**STATED TASK**
From the material below, pick out and copy every line that contains the word "person".

**INFORMATION SHOWN**
+ + + +
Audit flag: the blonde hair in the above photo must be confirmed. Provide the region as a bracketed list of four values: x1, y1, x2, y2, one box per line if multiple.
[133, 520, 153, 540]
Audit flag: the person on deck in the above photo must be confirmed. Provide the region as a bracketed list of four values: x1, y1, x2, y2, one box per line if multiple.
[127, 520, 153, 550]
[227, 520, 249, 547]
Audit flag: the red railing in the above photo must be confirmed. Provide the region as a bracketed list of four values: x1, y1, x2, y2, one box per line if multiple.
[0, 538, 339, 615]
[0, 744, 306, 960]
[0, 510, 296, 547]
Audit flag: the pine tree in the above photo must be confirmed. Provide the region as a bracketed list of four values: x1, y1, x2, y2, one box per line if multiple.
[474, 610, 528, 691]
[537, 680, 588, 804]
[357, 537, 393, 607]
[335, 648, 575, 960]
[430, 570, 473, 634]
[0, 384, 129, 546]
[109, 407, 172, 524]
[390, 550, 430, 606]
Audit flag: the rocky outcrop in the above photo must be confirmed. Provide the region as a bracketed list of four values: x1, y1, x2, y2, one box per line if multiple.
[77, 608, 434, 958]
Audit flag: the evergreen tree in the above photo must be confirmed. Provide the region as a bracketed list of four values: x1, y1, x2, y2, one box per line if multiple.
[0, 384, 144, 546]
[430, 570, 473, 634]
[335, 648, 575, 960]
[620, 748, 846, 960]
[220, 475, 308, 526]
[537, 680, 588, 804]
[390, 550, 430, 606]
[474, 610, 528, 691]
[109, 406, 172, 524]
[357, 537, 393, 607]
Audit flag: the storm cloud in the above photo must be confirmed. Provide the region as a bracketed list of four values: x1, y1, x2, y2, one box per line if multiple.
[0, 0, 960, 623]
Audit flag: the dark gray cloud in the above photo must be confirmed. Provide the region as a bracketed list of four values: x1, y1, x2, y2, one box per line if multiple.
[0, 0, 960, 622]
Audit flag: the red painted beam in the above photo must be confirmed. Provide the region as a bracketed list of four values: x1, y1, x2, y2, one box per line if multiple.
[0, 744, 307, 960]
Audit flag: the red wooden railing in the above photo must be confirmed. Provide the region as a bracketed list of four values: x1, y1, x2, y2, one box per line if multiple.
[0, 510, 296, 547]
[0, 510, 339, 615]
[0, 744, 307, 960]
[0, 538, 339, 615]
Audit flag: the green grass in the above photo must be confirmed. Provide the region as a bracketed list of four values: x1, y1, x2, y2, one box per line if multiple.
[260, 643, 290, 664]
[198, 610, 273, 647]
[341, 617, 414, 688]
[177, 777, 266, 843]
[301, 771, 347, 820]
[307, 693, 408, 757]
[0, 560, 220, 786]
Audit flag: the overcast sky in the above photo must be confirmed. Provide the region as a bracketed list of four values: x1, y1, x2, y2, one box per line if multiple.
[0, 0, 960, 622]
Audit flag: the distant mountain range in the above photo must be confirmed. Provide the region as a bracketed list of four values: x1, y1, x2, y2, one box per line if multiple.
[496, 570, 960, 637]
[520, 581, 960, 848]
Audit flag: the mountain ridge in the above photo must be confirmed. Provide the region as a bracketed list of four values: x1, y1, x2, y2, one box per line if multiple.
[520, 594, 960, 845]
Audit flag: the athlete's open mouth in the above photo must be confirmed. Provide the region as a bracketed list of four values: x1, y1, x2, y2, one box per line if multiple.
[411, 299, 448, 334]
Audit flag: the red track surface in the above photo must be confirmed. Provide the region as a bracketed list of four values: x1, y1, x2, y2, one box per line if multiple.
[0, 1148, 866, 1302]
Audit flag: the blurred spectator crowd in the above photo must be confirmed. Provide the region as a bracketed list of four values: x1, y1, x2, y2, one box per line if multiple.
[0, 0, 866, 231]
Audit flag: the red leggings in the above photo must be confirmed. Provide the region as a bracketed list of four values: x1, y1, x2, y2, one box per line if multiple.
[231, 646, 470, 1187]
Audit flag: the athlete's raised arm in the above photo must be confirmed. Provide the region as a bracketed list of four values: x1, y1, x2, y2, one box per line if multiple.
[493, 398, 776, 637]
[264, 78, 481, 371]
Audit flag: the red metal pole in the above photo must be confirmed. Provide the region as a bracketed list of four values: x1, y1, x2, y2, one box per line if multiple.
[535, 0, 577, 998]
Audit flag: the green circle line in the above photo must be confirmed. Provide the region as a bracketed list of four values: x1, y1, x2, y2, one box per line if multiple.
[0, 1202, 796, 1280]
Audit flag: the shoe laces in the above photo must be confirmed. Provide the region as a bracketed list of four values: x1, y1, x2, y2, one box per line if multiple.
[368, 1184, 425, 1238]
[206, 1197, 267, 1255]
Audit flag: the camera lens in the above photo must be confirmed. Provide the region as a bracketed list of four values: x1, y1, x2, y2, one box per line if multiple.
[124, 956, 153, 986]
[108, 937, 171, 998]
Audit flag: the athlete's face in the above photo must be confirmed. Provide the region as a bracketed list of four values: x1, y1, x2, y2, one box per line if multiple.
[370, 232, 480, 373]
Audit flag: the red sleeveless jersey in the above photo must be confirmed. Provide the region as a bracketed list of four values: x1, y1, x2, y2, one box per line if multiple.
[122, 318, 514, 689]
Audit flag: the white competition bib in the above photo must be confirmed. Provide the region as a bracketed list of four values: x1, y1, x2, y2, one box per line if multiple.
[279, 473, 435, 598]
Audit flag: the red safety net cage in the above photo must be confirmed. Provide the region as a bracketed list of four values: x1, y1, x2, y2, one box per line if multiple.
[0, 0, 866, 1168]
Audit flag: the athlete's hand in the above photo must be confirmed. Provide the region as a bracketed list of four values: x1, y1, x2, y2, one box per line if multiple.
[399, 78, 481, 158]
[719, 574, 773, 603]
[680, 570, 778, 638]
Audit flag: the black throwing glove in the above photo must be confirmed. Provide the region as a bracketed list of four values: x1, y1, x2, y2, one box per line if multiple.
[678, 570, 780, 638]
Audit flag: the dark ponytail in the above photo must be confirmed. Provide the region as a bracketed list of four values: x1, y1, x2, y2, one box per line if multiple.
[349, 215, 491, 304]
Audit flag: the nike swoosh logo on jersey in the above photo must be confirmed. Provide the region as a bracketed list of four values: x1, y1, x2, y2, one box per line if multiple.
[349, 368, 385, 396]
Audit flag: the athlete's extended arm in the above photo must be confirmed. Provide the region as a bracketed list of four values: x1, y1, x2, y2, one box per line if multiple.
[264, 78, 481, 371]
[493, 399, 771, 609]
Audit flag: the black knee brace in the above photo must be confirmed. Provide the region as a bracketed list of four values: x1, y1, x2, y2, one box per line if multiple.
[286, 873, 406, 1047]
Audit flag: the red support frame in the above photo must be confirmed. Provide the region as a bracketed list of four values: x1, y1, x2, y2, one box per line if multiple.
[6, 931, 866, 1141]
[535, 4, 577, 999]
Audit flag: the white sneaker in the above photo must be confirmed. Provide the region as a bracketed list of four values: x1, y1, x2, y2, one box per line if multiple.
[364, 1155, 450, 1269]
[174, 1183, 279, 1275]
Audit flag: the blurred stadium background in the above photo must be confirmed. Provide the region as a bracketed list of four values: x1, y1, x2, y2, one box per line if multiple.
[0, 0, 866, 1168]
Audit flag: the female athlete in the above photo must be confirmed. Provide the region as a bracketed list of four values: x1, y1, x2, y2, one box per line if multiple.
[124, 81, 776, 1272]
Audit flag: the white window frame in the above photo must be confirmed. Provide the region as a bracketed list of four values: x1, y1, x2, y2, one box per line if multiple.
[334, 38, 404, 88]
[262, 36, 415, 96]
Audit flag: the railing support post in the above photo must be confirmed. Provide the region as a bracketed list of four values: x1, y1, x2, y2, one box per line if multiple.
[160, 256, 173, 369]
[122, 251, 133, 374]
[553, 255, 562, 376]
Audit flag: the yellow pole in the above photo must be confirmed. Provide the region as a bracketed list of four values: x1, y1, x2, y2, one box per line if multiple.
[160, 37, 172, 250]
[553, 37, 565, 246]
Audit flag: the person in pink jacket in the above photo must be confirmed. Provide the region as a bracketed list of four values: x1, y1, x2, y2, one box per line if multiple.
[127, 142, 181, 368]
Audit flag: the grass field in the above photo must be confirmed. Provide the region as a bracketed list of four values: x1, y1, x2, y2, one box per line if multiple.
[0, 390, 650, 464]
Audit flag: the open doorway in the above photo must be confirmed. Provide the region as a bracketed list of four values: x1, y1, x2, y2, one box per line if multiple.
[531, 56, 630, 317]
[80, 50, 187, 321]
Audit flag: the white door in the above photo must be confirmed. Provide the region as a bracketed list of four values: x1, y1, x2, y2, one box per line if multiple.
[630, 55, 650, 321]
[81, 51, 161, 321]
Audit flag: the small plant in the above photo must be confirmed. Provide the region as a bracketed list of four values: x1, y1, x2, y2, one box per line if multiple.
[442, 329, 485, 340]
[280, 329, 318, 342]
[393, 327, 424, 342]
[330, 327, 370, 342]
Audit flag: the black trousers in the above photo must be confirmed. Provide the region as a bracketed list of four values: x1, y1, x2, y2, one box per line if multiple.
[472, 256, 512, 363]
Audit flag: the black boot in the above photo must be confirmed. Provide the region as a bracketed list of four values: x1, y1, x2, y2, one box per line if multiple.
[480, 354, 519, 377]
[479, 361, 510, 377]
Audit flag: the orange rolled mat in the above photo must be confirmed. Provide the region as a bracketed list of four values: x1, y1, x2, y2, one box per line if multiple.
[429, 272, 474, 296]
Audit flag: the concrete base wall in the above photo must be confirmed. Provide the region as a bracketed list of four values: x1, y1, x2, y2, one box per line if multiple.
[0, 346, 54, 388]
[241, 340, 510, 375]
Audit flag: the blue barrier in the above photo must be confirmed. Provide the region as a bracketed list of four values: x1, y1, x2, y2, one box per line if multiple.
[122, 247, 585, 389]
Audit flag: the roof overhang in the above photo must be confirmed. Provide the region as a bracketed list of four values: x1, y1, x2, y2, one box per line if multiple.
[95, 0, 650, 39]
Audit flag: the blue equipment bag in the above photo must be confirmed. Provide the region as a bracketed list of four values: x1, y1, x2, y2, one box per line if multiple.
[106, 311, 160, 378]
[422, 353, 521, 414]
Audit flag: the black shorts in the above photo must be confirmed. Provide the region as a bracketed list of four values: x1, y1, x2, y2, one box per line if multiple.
+ + + +
**TASK SOLUTION**
Audit flag: the person on deck in the above photo must be confirmed. Provide the region as a bracketed list of four values: x1, y1, x2, y2, one box per line if multiple.
Audit flag: the person in pink jacket in the above photo must be confirmed. Provide the region as a bracketed list of four values: x1, y1, x2, y2, one box per line if multiple.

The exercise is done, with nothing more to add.